DESCRIPTION OF THE TASK.
Please put every line of the data below into a two-column Markdown table headed Row and Text, numbering the rows in order and leaving out blank lines.

--- RECORDS SHOWN ---

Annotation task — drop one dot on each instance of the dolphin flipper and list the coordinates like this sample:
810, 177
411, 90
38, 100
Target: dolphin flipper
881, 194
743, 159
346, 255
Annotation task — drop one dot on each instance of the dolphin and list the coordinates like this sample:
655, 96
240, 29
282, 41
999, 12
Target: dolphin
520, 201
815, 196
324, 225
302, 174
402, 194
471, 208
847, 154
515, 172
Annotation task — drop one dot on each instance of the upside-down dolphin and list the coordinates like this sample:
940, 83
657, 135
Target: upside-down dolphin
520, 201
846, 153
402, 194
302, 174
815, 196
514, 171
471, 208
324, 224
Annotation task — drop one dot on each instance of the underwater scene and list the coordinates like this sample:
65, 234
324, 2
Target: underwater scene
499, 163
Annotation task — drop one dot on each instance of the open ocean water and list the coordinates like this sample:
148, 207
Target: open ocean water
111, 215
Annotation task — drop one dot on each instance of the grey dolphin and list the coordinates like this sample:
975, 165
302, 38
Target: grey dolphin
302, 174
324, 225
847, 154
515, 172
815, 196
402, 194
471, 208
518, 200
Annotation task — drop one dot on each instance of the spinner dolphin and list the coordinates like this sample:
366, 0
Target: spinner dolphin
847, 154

---

TASK ANSWER.
| Row | Text |
|---|---|
| 1 | Annotation task — drop one dot on each instance of the dolphin flipper and list the coordinates like this sample: |
| 2 | 810, 177 |
| 3 | 411, 90 |
| 4 | 38, 100 |
| 5 | Target: dolphin flipper |
| 6 | 881, 194 |
| 7 | 743, 159 |
| 8 | 346, 255 |
| 9 | Annotation task — drop one dot on each instance of the dolphin and list the coordinates like this sample: |
| 10 | 655, 96 |
| 11 | 240, 29 |
| 12 | 282, 41 |
| 13 | 999, 12 |
| 14 | Target: dolphin |
| 15 | 520, 201 |
| 16 | 815, 196 |
| 17 | 324, 225 |
| 18 | 302, 174 |
| 19 | 402, 194 |
| 20 | 471, 208 |
| 21 | 847, 154 |
| 22 | 515, 172 |
| 23 | Annotation task — drop one dot on each instance of the upside-down dolphin and list the coordinates like this sample: |
| 24 | 940, 83 |
| 25 | 657, 135 |
| 26 | Target: upside-down dolphin |
| 27 | 520, 201 |
| 28 | 846, 153 |
| 29 | 402, 194 |
| 30 | 302, 174 |
| 31 | 815, 196 |
| 32 | 514, 171 |
| 33 | 471, 208 |
| 34 | 324, 224 |
| 35 | Annotation task — drop one dot on each instance of the underwater scene and list the coordinates like this sample: |
| 36 | 65, 234 |
| 37 | 324, 2 |
| 38 | Target: underwater scene |
| 39 | 499, 163 |
| 40 | Annotation task — drop one dot on each instance of the open ocean water and list the coordinates like this sample: |
| 41 | 148, 207 |
| 42 | Target: open ocean water |
| 43 | 111, 215 |
| 44 | Annotation task — drop one dot on each instance of the grey dolphin and list the coordinates like this sample: |
| 45 | 975, 165 |
| 46 | 302, 38 |
| 47 | Target: grey dolphin |
| 48 | 302, 174 |
| 49 | 324, 225 |
| 50 | 847, 154 |
| 51 | 515, 172 |
| 52 | 815, 196 |
| 53 | 402, 194 |
| 54 | 471, 208 |
| 55 | 518, 200 |
| 56 | Annotation task — drop one dot on each instance of the spinner dolphin and list the coordinates like this sample: |
| 57 | 366, 0 |
| 58 | Target: spinner dolphin |
| 59 | 847, 154 |